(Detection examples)
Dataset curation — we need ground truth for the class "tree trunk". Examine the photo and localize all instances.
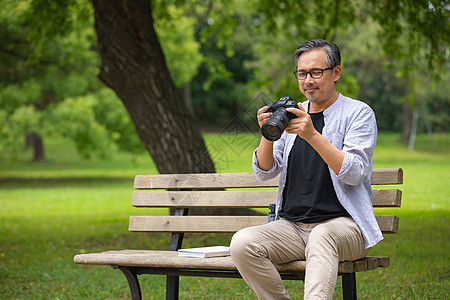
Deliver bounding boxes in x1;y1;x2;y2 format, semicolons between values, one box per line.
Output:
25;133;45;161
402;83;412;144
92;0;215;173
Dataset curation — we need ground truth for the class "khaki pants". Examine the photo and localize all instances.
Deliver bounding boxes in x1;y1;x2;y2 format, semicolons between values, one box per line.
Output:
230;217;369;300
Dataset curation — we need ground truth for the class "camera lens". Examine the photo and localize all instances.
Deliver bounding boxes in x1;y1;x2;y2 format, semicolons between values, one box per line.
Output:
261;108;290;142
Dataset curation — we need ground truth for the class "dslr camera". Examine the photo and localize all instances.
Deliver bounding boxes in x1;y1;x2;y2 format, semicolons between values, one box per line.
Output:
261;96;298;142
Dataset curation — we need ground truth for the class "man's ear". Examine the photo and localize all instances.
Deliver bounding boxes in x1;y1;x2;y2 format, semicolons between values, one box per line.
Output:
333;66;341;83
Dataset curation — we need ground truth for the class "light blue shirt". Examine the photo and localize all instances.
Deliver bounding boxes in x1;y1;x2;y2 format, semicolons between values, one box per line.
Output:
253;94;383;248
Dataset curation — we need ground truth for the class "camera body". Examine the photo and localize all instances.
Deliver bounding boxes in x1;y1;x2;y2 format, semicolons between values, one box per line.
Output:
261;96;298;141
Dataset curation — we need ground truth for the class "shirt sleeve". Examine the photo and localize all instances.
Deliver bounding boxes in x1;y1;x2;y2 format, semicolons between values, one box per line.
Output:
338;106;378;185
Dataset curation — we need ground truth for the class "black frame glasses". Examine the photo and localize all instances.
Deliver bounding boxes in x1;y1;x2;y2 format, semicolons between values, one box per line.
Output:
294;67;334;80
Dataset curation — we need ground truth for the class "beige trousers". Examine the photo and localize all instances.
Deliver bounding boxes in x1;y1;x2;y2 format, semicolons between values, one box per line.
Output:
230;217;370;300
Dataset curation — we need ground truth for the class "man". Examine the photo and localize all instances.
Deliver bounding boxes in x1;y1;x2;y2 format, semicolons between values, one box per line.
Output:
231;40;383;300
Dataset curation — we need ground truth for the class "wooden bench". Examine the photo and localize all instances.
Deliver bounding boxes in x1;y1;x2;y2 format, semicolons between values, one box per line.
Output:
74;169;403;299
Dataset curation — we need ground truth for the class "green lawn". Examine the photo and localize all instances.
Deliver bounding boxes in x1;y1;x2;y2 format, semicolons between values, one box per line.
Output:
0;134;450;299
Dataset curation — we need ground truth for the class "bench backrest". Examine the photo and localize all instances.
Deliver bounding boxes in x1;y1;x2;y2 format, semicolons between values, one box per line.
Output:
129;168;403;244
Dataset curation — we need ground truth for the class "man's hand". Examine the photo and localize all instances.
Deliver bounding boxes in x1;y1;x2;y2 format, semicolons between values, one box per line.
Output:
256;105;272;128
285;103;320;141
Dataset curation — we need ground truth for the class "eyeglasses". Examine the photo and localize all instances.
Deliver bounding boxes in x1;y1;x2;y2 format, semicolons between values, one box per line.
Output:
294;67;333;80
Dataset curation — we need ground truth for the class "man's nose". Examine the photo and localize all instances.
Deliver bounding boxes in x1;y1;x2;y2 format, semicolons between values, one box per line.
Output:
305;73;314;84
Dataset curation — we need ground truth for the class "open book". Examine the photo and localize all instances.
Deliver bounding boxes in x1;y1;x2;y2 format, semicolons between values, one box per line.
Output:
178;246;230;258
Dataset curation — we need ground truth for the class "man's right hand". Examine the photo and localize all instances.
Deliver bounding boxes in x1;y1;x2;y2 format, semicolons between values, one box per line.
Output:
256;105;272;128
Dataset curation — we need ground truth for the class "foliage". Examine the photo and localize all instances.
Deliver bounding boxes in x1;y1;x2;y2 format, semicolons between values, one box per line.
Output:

REQUEST:
Put every line of the data above into a Markdown table with the columns "No." and "Text", one line per numbered row. Leave out blank lines and the pictures.

FINAL RESULT:
| No. | Text |
|---|---|
| 1 | Dataset curation — we need ground truth for the class "tree trunk". Examine the photo and localize all instances. |
| 2 | Deliver bounding boxes in x1;y1;x2;y2 format, semicolons between values, one box per line. |
| 3 | Output: |
| 4 | 25;133;45;161 |
| 5 | 402;83;412;144 |
| 6 | 92;0;215;173 |
| 7 | Dataset curation — we need ground truth for the class "khaki pants". Examine the photo and localize all instances. |
| 8 | Deliver bounding boxes in x1;y1;x2;y2 format, semicolons between values, one box per line. |
| 9 | Output: |
| 10 | 230;217;369;300 |
| 11 | Dataset curation — we need ground truth for the class "camera lens". Examine the photo and localize all instances. |
| 12 | Deliver bounding boxes in x1;y1;x2;y2 format, semicolons between values, one box per line. |
| 13 | Output: |
| 14 | 261;108;290;142 |
| 15 | Dataset curation — we need ground truth for the class "dslr camera". Examine the photo and localize all instances. |
| 16 | Deliver bounding boxes in x1;y1;x2;y2 format, semicolons between values, one box per line. |
| 17 | Output: |
| 18 | 261;96;298;142 |
| 19 | Dataset curation — we need ground truth for the class "man's ear". Examine the photo and localize all instances. |
| 20 | Deliver bounding boxes in x1;y1;x2;y2 format, semicolons between values, one box per line. |
| 21 | Output: |
| 22 | 333;66;341;83 |
| 23 | Dataset curation — we need ground truth for the class "light blue shirt". Examine the photo and localize all instances. |
| 24 | Deliver bounding boxes in x1;y1;x2;y2 format, semicolons between values, one box per line. |
| 25 | Output: |
| 26 | 253;94;383;248 |
| 27 | Dataset curation — we need ground truth for the class "camera body". Examine the photo and localize all instances. |
| 28 | Deliver bounding boxes in x1;y1;x2;y2 format, semicolons between values, one box per line. |
| 29 | Output: |
| 30 | 261;96;298;141 |
| 31 | Dataset curation — we need ground truth for the class "shirt sleeve". Examine the photo and localize all instances. |
| 32 | Deliver bounding boxes in x1;y1;x2;y2 format, semicolons between values, one box per line. |
| 33 | Output: |
| 34 | 338;106;378;185 |
| 35 | Dataset curation — we need ground truth for the class "black frame glasses". Examine the photo and localize all instances. |
| 36 | Deliver bounding boxes in x1;y1;x2;y2 format, semicolons between values, one box per line. |
| 37 | Output: |
| 38 | 294;67;334;80 |
| 39 | Dataset curation — we need ground truth for the class "beige trousers". Examine the photo and localize all instances. |
| 40 | Deliver bounding boxes in x1;y1;x2;y2 format, semicolons between values, one box per line. |
| 41 | Output: |
| 42 | 230;217;370;300 |
| 43 | Dataset curation — we need ground truth for the class "man". Examine the photo and localize all instances. |
| 44 | Deliver bounding boxes in x1;y1;x2;y2 format, semicolons between values, one box per line. |
| 45 | Output: |
| 46 | 231;40;383;300 |
| 47 | Dataset curation — we need ground truth for the class "wooden bench". Examine the photo and localize all instances. |
| 48 | Deliver bounding boxes in x1;y1;x2;y2 format, semicolons between values, one box per line. |
| 49 | Output: |
| 50 | 74;169;403;299 |
| 51 | Dataset curation — we need ground truth for the class "green lawn". Examine the photo and localize all instances. |
| 52 | Deliver bounding boxes in x1;y1;x2;y2 format, semicolons between values, one box per line. |
| 53 | Output: |
| 54 | 0;134;450;299 |
| 55 | Dataset curation — we need ground truth for the class "bench backrest". Examine the photo and localize all instances. |
| 56 | Deliver bounding boxes in x1;y1;x2;y2 format, semicolons between values, one box per line. |
| 57 | Output: |
| 58 | 129;168;403;244 |
| 59 | Dataset curation — we need ground truth for the class "man's hand". Examine the photo and localize all instances. |
| 60 | Deliver bounding boxes in x1;y1;x2;y2 format, semicolons between values, one box per line. |
| 61 | Output: |
| 62 | 256;105;272;128 |
| 63 | 285;103;320;141 |
| 64 | Dataset curation — we need ground truth for the class "eyeglasses". Examine the photo and localize all instances. |
| 65 | Deliver bounding boxes in x1;y1;x2;y2 format, semicolons between values, one box per line. |
| 66 | Output: |
| 67 | 294;67;333;80 |
| 68 | Dataset curation — we need ground truth for the class "man's nose". Examine the photo and localize all instances. |
| 69 | Deliver bounding boxes in x1;y1;x2;y2 format, semicolons between values, one box per line. |
| 70 | Output: |
| 71 | 305;73;314;84 |
| 72 | Dataset curation — we need ground truth for the class "open book". Examine the photo and localize all instances. |
| 73 | Deliver bounding boxes in x1;y1;x2;y2 format, semicolons between values, one box per line. |
| 74 | Output: |
| 75 | 178;246;230;258 |
| 76 | Dataset curation — we need ground truth for the class "man's right hand". Examine the photo and localize all instances. |
| 77 | Deliver bounding boxes in x1;y1;x2;y2 format, semicolons between values, one box per line. |
| 78 | Output: |
| 79 | 256;105;272;128 |
| 80 | Dataset curation — we need ground truth for the class "foliage". Examine the photo and localize all instances. |
| 81 | Deliver bounding boxes in x1;y1;x2;y2 format, semicolons between values, one box per line. |
| 82 | Output: |